Law: If people are involved, duct tape won't fix it.

Q: Is there a user interface and/or report generation?

The most deadly failure is when the customer hates your software. If it doesn't suit the customer's needs or is incompatible with their process, the software is worthless—or at least a pain to use. There are many causes, from pride, presumption, arrogance, laziness, and lack of vision to simple misunderstandings. Any flaw of character, intelligence, and wisdom can cause an application to fail to meet users' needs.

We have a full toolbox of ways to help make sure that our users' needs are met. They include gathering and validating user requirements, user tests, and others. Nevertheless, the problems are that these tools are co-opted, subverted, modified, and ignored.

Let's state two basic tenets of software that are often ignored:

  • Software is written and designed by people.

  • People use software.

Errors can come from various places:

  • Users make typos or other mistakes.

  • Users and designers may not have enough knowledge to make the right decision.

  • Everyone has hidden agendas, whether coldly calculated or subconscious, which lead to incorrect designs.

  • When people interact, egos, personalities, alliances, and emotions affect design decisions.

  • Time, budget, tools, experience, and politics affect the quality of work and thus the design.

By now, you might think that a psychologist should run a software project. I must admit that a study of human psychology helps; I can vouch for that from experience. The problems are not terribly difficult in many cases. The key is to look at symptoms and apply workarounds and backups. Most importantly is testing the software as early and as often as possible with actual users (not managers, marketers, or salespeople).

Low Risk

  • We validate the design with the users on a regular basis and we give beta copies to real users on a regular basis (risk reductions listed below are also applied).

  • No user interface; this software only operates with hardware.

High Risk

  • We don't let software people talk to customers.

▶ Try it
Set down, word for word, the part of the passage about users and software risk that begins at the words "Law: If people" and stops after "designed by people.". Rely only on the passage about users and software risk.

▶ Records supplied
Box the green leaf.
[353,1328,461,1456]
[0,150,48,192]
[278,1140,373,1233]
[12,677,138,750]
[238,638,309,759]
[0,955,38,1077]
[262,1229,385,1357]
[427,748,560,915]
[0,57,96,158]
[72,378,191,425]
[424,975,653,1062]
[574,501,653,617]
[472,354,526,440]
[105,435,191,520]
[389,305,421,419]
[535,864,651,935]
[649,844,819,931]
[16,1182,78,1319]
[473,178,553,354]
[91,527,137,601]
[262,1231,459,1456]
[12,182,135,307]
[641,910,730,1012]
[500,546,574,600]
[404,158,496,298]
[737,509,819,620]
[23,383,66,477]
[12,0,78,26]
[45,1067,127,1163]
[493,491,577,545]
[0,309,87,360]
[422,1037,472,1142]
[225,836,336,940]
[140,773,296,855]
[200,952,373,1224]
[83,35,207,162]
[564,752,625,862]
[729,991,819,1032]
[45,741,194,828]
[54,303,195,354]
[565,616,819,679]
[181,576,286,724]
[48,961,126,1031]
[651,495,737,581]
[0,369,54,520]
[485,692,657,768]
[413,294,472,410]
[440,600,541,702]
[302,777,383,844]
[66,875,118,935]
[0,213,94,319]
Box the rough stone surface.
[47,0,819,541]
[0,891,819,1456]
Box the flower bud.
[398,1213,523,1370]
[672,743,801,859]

▶ Your solution
Law: If people are involved, duct tape won't fix it.

Q: Is there a user interface and/or report generation?

The most deadly failure is when the customer hates your software. If it doesn't suit the customer's needs or is incompatible with their process, the software is worthless—or at least a pain to use. There are many causes, from pride, presumption, arrogance, laziness, and lack of vision to simple misunderstandings. Any flaw of character, intelligence, and wisdom can cause an application to fail to meet users' needs.

We have a full toolbox of ways to help make sure that our users' needs are met. They include gathering and validating user requirements, user tests, and others. Nevertheless, the problems are that these tools are co-opted, subverted, modified, and ignored.

Let's state two basic tenets of software that are often ignored:

  • Software is written and designed by people.